[Given data Boundary: Start]

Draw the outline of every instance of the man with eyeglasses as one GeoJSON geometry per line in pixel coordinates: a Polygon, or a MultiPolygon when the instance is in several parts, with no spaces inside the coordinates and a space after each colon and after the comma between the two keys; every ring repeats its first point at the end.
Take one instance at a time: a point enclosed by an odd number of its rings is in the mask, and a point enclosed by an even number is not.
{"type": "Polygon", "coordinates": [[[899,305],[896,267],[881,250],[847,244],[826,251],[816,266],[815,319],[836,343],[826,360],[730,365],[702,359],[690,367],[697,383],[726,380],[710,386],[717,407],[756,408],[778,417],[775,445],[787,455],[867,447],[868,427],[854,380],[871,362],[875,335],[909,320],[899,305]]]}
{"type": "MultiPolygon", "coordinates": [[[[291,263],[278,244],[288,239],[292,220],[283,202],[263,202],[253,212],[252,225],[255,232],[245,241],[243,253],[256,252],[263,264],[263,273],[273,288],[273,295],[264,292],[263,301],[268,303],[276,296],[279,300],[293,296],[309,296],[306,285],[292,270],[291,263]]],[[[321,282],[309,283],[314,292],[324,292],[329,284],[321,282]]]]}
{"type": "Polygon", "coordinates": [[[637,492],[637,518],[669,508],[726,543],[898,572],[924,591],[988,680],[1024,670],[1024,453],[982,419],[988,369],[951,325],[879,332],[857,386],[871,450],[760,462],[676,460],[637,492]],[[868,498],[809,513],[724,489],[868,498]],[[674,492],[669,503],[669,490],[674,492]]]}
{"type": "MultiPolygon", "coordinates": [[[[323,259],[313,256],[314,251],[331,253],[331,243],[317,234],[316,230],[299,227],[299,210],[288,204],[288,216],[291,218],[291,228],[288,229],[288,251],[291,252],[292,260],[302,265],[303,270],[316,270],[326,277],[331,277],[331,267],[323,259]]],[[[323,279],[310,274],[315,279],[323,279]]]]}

[Given data Boundary: End]

» **Task instructions**
Reproduce the data, keeping every line exactly the same.

» **Solution to this problem**
Draw the outline of every instance of the man with eyeglasses as one GeoJSON geometry per line in pixel coordinates: a Polygon, or a MultiPolygon when the instance is in several parts, with no spaces inside the coordinates and a space after each colon and after the comma between the two keys; every ring repeats its first point at the end.
Take one instance at a time: a point enclosed by an odd number of its rings is in the mask, and a point enclosed by an even number is not.
{"type": "Polygon", "coordinates": [[[899,305],[896,267],[881,250],[847,244],[826,251],[816,266],[815,319],[836,343],[826,360],[730,365],[702,359],[690,367],[697,383],[726,380],[710,386],[717,407],[756,408],[778,417],[775,445],[787,455],[867,447],[868,427],[854,380],[871,362],[875,335],[909,320],[899,305]]]}
{"type": "MultiPolygon", "coordinates": [[[[291,263],[278,244],[288,239],[292,220],[283,202],[263,202],[253,212],[252,225],[255,232],[245,241],[243,253],[256,252],[263,264],[263,273],[273,288],[273,295],[264,292],[263,301],[268,303],[276,296],[279,300],[293,296],[309,296],[306,285],[292,270],[291,263]]],[[[321,282],[309,283],[314,292],[324,292],[329,284],[321,282]]]]}
{"type": "Polygon", "coordinates": [[[637,492],[637,518],[669,508],[726,543],[898,572],[924,591],[988,680],[1024,670],[1024,453],[982,419],[988,369],[951,325],[879,332],[857,386],[871,450],[760,462],[676,460],[637,492]],[[868,498],[809,513],[724,489],[868,498]],[[674,492],[669,503],[669,490],[674,492]]]}
{"type": "MultiPolygon", "coordinates": [[[[323,259],[313,256],[314,251],[331,253],[331,243],[317,234],[316,230],[299,227],[299,210],[288,204],[288,216],[291,218],[291,228],[288,229],[288,251],[291,252],[292,260],[302,265],[303,270],[316,270],[326,277],[331,277],[331,267],[323,259]]],[[[323,279],[310,274],[315,279],[323,279]]]]}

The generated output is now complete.